— START —

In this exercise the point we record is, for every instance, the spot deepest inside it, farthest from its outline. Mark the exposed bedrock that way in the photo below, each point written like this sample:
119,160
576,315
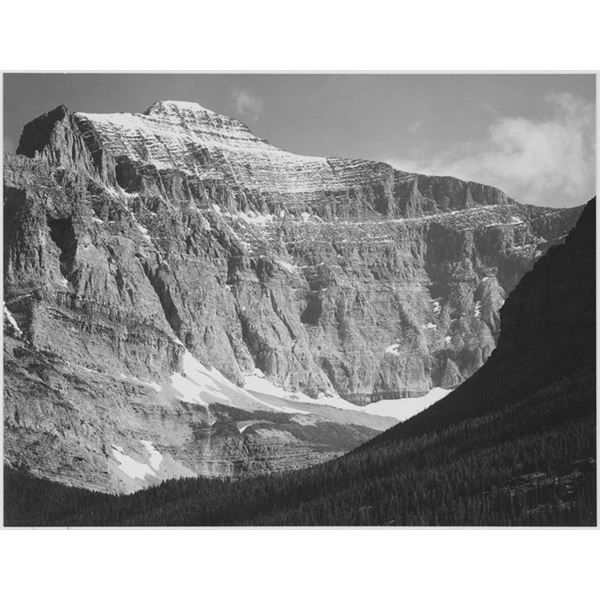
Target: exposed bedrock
131,240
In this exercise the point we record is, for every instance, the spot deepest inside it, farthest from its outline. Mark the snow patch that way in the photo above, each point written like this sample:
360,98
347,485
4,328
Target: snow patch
155,455
404,408
130,466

— END —

Task to complete: Reproduce everything from the line containing "Mark the snow" down to the end of the data, requests included, adding 104 to each number in the answer coordinates and leaving all other lines unchanged.

Task response:
In this exercise the point we record is, for every instance, the spot deepest inside it, farthest from its outline. Mark the snow patch that way in the photo above, each point written like this sample:
360,98
347,485
4,328
Target: snow patch
259,559
508,512
234,570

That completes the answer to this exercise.